_TEXT BLOCK_:
For server-only boot behavior, keep startup policy in src/server/startup.rs instead of growing src/server/mod.rs:

  • API key / chat-template resolution precedence
  • startup-time normalization of CLI-compatible flags
  • warmup behavior
  • Unix-socket vs TCP binding

Keep shared server types in the focused modules as well:

  • src/server/config.rs for request/default configuration structs
  • src/server/state.rs for AppState and metrics containers
  • src/server/model_provider.rs for the public request/response channel API
  • src/server/model_worker.rs for the long-lived worker thread, VLM request prep, and decode state

Keep server edge adapters out of the route files once more than one endpoint needs the same behavior:

  • src/server/chat_request.rs for OpenAI chat message flattening and prompt fallback assembly
  • src/server/request_options.rs for request-default merging into ServerGenerateOptions
  • src/server/media.rs for data: / file:// image-source parsing
  • src/server/streaming.rs for shared SSE channel and [DONE] emission helpers

Dry-Run Workflow Validation

This section validates that the current architecture actually reduces ambiguity when adding new model support.

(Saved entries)
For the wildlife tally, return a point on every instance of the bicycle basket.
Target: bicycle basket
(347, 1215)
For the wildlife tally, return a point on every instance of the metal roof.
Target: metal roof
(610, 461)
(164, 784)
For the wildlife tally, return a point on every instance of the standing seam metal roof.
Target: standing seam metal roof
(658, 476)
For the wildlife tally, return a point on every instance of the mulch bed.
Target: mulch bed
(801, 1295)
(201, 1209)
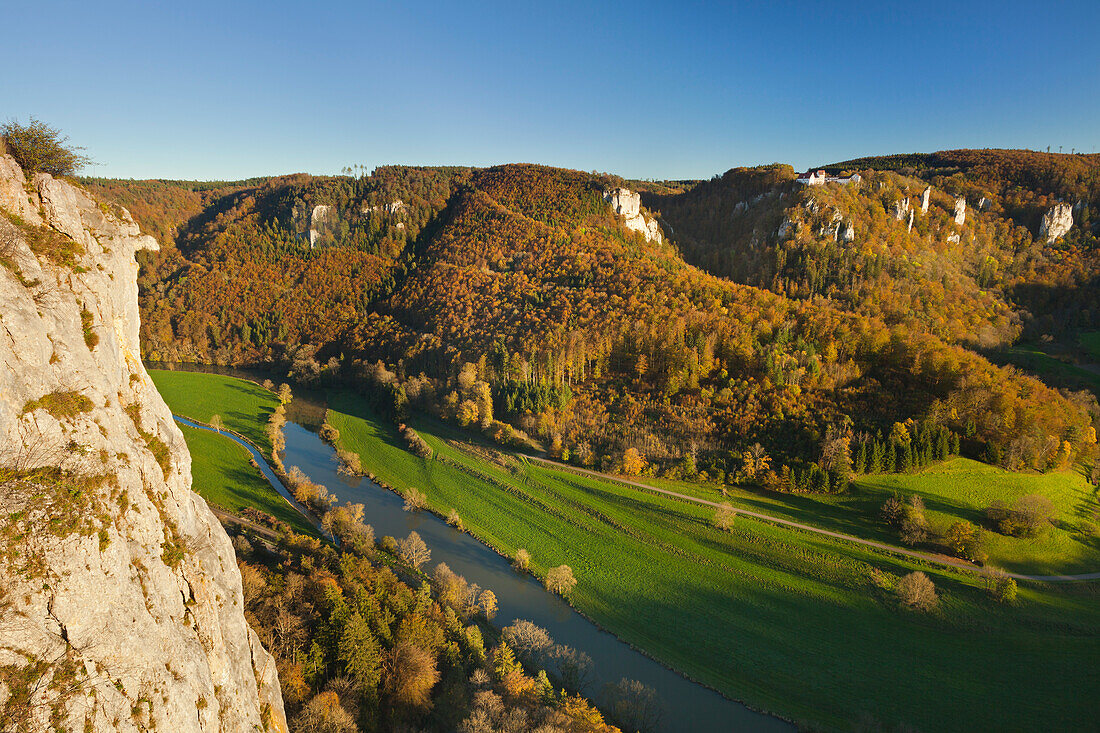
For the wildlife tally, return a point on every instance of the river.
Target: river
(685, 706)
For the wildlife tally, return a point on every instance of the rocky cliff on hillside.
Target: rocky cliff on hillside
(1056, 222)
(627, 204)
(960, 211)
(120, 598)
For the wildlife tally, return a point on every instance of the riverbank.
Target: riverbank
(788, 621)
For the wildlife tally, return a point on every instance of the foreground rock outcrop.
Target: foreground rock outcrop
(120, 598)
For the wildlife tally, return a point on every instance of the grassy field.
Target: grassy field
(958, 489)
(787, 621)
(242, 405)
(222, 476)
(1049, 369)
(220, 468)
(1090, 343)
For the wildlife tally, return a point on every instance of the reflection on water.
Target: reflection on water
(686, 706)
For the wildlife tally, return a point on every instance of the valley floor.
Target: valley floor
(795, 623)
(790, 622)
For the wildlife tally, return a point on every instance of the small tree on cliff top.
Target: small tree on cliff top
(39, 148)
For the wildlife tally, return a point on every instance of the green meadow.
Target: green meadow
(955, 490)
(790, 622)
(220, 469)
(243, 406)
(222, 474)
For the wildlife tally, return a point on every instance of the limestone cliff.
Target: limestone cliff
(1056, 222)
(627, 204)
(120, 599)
---
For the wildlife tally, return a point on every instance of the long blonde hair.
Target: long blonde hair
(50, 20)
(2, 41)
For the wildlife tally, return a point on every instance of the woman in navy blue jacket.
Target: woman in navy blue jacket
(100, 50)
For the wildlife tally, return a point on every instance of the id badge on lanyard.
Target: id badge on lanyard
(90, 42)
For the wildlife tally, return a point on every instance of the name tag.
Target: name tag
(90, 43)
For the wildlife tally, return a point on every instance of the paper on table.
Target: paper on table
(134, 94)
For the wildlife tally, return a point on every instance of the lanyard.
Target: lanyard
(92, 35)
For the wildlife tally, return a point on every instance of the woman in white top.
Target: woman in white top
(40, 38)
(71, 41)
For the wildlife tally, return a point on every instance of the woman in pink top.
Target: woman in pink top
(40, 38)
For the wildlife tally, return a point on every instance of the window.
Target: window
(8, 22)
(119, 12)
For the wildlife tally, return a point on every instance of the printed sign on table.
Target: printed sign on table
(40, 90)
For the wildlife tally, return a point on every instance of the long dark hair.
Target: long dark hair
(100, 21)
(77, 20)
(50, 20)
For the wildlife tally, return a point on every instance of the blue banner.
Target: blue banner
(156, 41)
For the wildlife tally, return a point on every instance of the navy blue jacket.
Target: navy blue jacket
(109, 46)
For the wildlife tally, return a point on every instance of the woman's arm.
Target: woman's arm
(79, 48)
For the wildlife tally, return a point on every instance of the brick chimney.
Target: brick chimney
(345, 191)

_CHECK YOUR UNDERSTANDING_:
- A) For each statement, say whether it agrees with the server module text, answering yes or no and quoting the deciding words: (i) warmup behavior belongs in src/server/startup.rs; (ii) AppState is kept in src/server/config.rs; (iii) data: and file:// image-source parsing goes in src/server/streaming.rs.
- B) Reproduce the server module text from "Keep server edge" to "new model support.".

_SOLVED TASKS_:
- A)
(i) Yes: "keep startup policy in src/server/startup.rs instead of growing src/server/mod.rs" lists "warmup behavior".
(ii) No: "src/server/state.rs for AppState and metrics containers".
(iii) No: "src/server/media.rs for data: / file:// image-source parsing".

- B)
Keep server edge adapters out of the route files once more than one endpoint needs the same behavior:

  • src/server/chat_request.rs for OpenAI chat message flattening and prompt fallback assembly
  • src/server/request_options.rs for request-default merging into ServerGenerateOptions
  • src/server/media.rs for data: / file:// image-source parsing
  • src/server/streaming.rs for shared SSE channel and [DONE] emission helpers

Dry-Run Workflow Validation

This section validates that the current architecture actually reduces ambiguity when adding new model support.